#### 掲載文章 ####

2017年10月28日

北斎~90歳のチャレンジ

 あべのハルカス美術館で開催中の「北斎ー富士を超えてー」を見てきました。先日テレビで見た「流水に鴨図」をナマで見たかったのが直接の誘因です。

流水に鴨図

 平日だというのに、会場前のロビーは人の波。チケットを買うのに40分、さらに入場するのに30分かかって、昼めし抜きでようやく午後1時に入場。もし作品をすぐそばで見る最前列について展示場をまわっていたら、2~3時間はかかったでしょうが、わたしはイラチなので、それほど関心を引かない作品についてはちょっと後ろから覗き込む程度にして、いちおう全展示品をチェックはしましたが、1時間半で見終わりました。

 それにしてもこれだけの北斎が一堂に会するのを見る機会は、少なくとも私が生きている間には二度とないだろうことは確実なので、気に入った作品は惜しみなく時間を費やしてじっくり眺めて目に焼き付けてきました。

 順路をたどって展示室を移って行く過程で、どこにもいいな、と思う昨品はありましたが、全体として言えば、最後の「第6章 神の領域」の部屋が圧倒的でした。一点だけでもここまで来てよかった、と思う作品が、私にとっては少なくとも3点ありました。
 それは、「流水に鴨図」「李白観瀑図」「雪中虎図」です。これらを北斎が描いた年齢は、「流水に鴨図」が88歳、あとの2点がいずれも90歳、嘉永2年(1849年)です。

 図録は買わないし解説も聞かなかったし、北斎について予備知識もごく乏しいので、これらの絵の成り立ちも、それまでの北斎の画狂人としての人生についてもほとんど何も知りません。でもこれらの作品はそれ自体で何も知らない人間を強く引き寄せる力を持っていました。

####

• _課題_: 上の北斎展の文章を、一字一句変えずに全文そのまま繰り返してもらえますか？

#### 表示情報 ####

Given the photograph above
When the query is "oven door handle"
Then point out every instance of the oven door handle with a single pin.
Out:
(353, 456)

####

• _解答_:
2017年10月28日

北斎~90歳のチャレンジ

 あべのハルカス美術館で開催中の「北斎ー富士を超えてー」を見てきました。先日テレビで見た「流水に鴨図」をナマで見たかったのが直接の誘因です。

流水に鴨図

 平日だというのに、会場前のロビーは人の波。チケットを買うのに40分、さらに入場するのに30分かかって、昼めし抜きでようやく午後1時に入場。もし作品をすぐそばで見る最前列について展示場をまわっていたら、2~3時間はかかったでしょうが、わたしはイラチなので、それほど関心を引かない作品についてはちょっと後ろから覗き込む程度にして、いちおう全展示品をチェックはしましたが、1時間半で見終わりました。

 それにしてもこれだけの北斎が一堂に会するのを見る機会は、少なくとも私が生きている間には二度とないだろうことは確実なので、気に入った作品は惜しみなく時間を費やしてじっくり眺めて目に焼き付けてきました。

 順路をたどって展示室を移って行く過程で、どこにもいいな、と思う昨品はありましたが、全体として言えば、最後の「第6章 神の領域」の部屋が圧倒的でした。一点だけでもここまで来てよかった、と思う作品が、私にとっては少なくとも3点ありました。
 それは、「流水に鴨図」「李白観瀑図」「雪中虎図」です。これらを北斎が描いた年齢は、「流水に鴨図」が88歳、あとの2点がいずれも90歳、嘉永2年(1849年)です。

 図録は買わないし解説も聞かなかったし、北斎について予備知識もごく乏しいので、これらの絵の成り立ちも、それまでの北斎の画狂人としての人生についてもほとんど何も知りません。でもこれらの作品はそれ自体で何も知らない人間を強く引き寄せる力を持っていました。